Extrahierter Text:
╔══
Rußland, dieses unendlich große Reich mit seiner Heeresmasse von 150 Millionen halbwilder Menschen, mit seinem politischen Chaos, dem ewig erbitterten Kampfe zwischen Revolution und Reaktion und der Dumpfheit der Geister ist von jeher dem dunklen, zerstörenden Element reiche Ausbeute gewesen.

Die vollständige Demoral des Reiches mußte die unausbleibliche Folge werden.

Der Egoismus der Parteien steht heute vor der Leiche des Reiches.

Ein Pobiedonowcew, ein Kurlow, Rasputin, Pimen, Heliodor und wie sie alle heißen, konnten nur gedeihen zwischen den Schlachten der Konservativen mit der immer mächtiger werdenden Revolution.

Kerenski, Marinowskj, Boris Sawinkow und die markante Maria Spiridonowa waren mit dem Geist ihrer Revolution ebenso die Totengräber Rußlands wie die eben erwähnten Charlatane des Zarentums.

Der bekannte revolutionäre Publizist Burcew hatte seinerzeit in russischen wie in französischen Blättern die Verderblichkeit dieser einzelnen Revolutionsparteien mehr als gründlich beleuchtet und gebrandmarkt.

Da war der Oberprokurator des Synods, Konstantin Pobiedonowcew, einer der bösesten und schwärzesten Dämone Rußlands, ein Mensch, der den bürokratischen Gedanken der Regierung auf die äußerst reaktionärste Weise ausführte, in der Absicht, das Volk in geistiger Umnachtung, Knechtschaft und Unterwürfigkeit vor dem Zaren, der Kirche und Beamtenschaft festzuhalten.

Pobiedonowcew hat so manche Anregung, manchen gesunden, aufgeklärten Staatsgedanken zunichte gemacht, viele ungewöhnliche Menschen zugrunde gerichtet.

Pobiedonowcew nannte man nicht mit Unrecht den „Großinquisitor“.

Vor diesem Oberprokurator des Synods haben Metropoliten, Bischöfe und alle Prioren der Klöster gezittert. Er wußte die orthodoxe Kirche zu einer Kanzlei der Geheimpolizei zu verwandeln, dadurch den Einfluß der Kirche in Rußland zu vernichten und den Zorn des Volkes gegen Kirche und Geistlichkeit zu entflammen.

Diesem düsteren, schwarzen Großinquisitor steht die andere furchtbare Gestalt des Generals Kurlow, des Chefs des Gendarmeriekorps und Vizeministers des Innern würdig zur Seite. Er war Oberhaupt der politischen Geheimpolizei, der berüchtigten „Ochrana“.
╚══
Aufgabe: Kannst du aus dem Text über Russland die Passage zwischen „Der Egoismus der“ und „beleuchtet und gebrandmarkt.“, beide eingeschlossen, wortgetreu abschreiben? Das anschließende Material steht in keinem Zusammenhang mit dem Text.

Materialteil:
╔══
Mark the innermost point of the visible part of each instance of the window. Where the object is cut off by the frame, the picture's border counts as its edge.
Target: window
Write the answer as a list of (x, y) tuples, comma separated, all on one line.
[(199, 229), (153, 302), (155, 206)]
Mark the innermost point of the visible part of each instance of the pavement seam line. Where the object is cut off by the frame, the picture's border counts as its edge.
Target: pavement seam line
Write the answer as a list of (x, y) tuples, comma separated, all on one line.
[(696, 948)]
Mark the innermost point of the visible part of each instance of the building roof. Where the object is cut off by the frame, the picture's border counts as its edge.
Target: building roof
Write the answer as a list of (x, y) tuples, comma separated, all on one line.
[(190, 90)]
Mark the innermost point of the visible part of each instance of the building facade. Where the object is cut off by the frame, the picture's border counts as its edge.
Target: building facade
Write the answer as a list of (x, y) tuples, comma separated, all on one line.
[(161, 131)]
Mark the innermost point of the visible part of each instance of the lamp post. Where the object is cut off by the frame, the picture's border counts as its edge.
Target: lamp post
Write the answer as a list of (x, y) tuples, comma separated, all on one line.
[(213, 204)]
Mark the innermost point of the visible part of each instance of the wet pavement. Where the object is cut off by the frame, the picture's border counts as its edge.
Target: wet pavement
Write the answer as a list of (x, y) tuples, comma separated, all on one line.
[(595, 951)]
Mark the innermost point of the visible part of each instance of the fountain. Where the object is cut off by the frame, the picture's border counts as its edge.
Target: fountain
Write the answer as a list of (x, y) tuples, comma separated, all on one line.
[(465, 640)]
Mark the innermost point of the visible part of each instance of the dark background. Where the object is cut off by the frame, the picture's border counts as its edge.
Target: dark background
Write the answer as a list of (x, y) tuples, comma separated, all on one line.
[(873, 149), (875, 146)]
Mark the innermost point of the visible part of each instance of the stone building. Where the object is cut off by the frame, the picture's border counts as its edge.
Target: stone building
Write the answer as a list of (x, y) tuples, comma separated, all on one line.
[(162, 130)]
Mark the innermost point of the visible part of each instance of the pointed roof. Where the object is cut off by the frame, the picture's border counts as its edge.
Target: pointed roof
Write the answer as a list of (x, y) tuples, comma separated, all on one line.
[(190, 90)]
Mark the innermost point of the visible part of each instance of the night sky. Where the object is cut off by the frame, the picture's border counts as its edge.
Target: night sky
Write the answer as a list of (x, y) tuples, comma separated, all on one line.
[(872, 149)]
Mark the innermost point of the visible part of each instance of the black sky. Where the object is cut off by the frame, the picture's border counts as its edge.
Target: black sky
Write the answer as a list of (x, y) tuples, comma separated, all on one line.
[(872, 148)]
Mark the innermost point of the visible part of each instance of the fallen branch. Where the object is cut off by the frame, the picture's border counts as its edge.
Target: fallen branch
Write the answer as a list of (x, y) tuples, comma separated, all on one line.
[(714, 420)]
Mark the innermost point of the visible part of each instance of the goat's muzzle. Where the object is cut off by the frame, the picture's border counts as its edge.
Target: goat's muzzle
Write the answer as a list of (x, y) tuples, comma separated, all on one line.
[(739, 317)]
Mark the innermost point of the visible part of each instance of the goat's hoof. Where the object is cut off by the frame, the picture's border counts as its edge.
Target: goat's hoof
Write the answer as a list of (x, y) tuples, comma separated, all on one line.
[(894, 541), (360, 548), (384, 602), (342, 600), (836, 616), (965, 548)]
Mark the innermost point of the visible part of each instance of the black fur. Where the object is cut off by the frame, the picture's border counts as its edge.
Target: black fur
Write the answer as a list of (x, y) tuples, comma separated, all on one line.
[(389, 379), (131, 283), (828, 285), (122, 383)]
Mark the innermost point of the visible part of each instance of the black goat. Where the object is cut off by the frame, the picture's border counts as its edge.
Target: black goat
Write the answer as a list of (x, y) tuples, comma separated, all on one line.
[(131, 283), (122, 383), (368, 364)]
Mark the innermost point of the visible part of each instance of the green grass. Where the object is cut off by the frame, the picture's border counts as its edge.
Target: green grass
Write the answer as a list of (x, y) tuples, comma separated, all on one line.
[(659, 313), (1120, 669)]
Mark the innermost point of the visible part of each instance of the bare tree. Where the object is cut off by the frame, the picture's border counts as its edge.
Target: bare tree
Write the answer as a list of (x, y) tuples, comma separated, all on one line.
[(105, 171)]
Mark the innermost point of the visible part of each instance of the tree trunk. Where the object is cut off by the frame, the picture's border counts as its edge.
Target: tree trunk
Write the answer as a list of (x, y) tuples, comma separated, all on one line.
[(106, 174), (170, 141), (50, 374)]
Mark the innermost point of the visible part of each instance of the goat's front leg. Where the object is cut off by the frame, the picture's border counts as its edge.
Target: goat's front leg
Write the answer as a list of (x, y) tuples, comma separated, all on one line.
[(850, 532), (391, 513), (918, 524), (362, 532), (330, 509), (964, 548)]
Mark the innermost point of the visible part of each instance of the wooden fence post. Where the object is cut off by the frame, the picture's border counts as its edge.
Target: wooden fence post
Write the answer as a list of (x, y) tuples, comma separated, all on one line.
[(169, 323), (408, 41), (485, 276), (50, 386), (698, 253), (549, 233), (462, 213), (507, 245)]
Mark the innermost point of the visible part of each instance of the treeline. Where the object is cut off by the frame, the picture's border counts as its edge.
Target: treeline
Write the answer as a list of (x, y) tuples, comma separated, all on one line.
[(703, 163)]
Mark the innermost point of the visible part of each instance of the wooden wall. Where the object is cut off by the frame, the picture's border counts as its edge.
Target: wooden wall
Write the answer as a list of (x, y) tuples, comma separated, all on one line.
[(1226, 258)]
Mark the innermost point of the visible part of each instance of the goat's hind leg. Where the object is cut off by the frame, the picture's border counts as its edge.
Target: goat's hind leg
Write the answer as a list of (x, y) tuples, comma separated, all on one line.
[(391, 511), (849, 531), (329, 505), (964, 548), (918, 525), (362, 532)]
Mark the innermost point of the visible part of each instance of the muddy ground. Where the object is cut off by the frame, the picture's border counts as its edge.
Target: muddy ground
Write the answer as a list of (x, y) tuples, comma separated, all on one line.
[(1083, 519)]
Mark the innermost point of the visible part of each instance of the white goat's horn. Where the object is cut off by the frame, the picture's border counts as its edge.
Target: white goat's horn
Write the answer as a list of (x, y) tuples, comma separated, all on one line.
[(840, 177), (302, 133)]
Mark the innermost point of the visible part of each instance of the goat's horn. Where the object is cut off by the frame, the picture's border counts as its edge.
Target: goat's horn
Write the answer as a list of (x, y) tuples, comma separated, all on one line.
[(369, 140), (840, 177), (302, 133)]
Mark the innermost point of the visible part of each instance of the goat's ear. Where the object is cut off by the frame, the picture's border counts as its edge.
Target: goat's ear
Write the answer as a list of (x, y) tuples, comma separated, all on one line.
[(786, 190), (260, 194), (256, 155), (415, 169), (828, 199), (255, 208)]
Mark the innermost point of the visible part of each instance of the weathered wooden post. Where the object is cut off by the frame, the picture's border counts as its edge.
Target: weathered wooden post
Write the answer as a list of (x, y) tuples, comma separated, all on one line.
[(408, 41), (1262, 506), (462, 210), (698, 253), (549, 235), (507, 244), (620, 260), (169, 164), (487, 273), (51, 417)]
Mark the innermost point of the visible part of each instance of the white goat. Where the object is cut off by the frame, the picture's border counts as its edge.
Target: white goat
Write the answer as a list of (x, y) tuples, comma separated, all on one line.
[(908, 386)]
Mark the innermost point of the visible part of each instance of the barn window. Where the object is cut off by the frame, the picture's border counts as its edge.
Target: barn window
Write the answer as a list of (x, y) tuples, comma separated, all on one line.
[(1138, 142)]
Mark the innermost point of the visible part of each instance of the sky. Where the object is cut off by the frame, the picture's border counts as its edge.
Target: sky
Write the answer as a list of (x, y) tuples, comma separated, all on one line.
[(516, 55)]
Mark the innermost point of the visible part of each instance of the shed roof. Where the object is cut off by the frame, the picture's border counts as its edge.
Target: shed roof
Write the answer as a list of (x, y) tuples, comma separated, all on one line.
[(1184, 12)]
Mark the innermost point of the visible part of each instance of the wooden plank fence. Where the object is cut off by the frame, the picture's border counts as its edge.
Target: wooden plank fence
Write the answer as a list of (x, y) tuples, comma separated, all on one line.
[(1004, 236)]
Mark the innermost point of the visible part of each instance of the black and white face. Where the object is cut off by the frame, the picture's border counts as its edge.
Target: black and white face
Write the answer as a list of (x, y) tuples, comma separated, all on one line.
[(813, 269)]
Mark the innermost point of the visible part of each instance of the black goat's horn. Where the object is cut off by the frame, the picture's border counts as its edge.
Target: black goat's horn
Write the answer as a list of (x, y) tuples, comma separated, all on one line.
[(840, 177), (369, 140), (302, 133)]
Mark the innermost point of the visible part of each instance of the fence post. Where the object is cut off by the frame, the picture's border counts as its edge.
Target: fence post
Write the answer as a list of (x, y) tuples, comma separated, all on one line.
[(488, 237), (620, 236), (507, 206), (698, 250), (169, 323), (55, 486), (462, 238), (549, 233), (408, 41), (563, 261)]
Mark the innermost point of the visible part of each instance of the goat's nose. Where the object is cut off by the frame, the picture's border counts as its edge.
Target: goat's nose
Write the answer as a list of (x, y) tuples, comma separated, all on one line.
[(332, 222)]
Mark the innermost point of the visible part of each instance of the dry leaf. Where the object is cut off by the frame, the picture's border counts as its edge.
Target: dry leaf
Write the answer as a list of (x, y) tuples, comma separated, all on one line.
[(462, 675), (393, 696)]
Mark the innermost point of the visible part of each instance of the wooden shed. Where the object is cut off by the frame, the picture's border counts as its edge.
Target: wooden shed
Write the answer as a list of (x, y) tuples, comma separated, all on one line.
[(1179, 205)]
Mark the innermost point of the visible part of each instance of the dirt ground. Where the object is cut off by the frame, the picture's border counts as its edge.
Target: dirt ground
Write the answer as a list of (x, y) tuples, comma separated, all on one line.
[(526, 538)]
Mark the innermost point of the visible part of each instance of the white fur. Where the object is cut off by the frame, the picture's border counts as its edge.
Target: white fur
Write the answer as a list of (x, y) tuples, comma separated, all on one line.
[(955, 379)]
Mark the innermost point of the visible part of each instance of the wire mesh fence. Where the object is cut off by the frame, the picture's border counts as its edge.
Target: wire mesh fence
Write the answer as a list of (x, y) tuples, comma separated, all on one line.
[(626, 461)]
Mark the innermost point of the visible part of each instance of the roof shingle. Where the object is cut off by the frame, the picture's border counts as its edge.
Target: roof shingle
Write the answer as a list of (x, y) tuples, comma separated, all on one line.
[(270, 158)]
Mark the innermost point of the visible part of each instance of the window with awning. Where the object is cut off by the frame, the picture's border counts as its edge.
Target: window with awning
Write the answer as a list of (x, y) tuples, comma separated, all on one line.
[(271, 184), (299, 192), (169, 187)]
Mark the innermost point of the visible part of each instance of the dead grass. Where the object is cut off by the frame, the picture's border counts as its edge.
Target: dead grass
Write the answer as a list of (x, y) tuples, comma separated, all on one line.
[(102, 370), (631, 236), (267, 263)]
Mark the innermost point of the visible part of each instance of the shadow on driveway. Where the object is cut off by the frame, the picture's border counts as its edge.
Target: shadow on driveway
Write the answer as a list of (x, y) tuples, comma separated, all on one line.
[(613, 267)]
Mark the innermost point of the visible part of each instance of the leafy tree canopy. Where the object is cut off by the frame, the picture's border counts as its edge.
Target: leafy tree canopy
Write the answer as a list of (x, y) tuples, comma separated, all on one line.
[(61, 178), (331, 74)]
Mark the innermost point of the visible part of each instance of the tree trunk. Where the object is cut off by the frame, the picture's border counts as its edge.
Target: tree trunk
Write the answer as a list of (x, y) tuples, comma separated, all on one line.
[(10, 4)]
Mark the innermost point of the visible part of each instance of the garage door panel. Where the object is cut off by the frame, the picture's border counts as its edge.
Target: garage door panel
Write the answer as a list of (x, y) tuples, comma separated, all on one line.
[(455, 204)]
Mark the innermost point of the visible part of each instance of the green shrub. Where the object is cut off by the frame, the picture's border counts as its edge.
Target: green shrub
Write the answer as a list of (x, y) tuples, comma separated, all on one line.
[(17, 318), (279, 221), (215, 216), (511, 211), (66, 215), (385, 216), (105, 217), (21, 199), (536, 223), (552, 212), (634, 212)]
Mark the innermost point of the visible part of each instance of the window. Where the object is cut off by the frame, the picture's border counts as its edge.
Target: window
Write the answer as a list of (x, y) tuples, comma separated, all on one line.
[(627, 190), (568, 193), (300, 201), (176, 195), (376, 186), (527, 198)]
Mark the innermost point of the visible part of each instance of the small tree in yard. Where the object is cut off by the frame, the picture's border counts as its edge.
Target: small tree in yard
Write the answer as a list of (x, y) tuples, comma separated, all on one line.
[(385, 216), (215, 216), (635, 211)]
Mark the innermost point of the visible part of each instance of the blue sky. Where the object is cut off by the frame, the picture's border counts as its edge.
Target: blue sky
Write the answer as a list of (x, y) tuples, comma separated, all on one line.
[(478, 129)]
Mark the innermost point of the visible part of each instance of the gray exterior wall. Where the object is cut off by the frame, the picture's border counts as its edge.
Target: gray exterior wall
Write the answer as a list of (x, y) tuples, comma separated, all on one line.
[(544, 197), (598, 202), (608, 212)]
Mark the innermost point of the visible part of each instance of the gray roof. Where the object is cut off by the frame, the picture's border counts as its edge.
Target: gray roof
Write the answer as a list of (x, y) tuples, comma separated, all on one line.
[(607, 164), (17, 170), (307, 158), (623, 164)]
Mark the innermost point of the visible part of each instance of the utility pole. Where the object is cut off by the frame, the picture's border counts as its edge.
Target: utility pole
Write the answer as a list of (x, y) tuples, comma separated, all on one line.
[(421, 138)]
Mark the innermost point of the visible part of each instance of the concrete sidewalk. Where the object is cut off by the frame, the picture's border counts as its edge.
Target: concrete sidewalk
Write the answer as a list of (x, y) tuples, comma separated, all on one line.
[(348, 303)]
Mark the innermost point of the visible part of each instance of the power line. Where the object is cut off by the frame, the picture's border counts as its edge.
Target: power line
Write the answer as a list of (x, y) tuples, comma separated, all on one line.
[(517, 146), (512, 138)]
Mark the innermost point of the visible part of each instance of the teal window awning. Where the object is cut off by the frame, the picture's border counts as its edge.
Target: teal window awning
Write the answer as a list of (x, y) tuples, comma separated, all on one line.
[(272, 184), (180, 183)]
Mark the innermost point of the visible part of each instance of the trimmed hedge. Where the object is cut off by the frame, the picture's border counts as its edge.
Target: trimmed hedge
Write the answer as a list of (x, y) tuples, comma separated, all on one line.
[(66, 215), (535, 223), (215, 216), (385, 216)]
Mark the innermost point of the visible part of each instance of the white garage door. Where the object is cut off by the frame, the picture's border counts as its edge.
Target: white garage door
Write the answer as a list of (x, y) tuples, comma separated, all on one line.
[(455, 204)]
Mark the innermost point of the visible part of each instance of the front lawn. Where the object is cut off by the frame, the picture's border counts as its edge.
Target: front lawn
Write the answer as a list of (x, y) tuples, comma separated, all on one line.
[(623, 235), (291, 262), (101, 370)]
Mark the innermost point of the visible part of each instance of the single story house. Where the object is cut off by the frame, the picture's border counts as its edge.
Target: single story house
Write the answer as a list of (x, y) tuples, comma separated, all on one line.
╚══
Lösung:
Der Egoismus der Parteien steht heute vor der Leiche des Reiches.

Ein Pobiedonowcew, ein Kurlow, Rasputin, Pimen, Heliodor und wie sie alle heißen, konnten nur gedeihen zwischen den Schlachten der Konservativen mit der immer mächtiger werdenden Revolution.

Kerenski, Marinowskj, Boris Sawinkow und die markante Maria Spiridonowa waren mit dem Geist ihrer Revolution ebenso die Totengräber Rußlands wie die eben erwähnten Charlatane des Zarentums.

Der bekannte revolutionäre Publizist Burcew hatte seinerzeit in russischen wie in französischen Blättern die Verderblichkeit dieser einzelnen Revolutionsparteien mehr als gründlich beleuchtet und gebrandmarkt.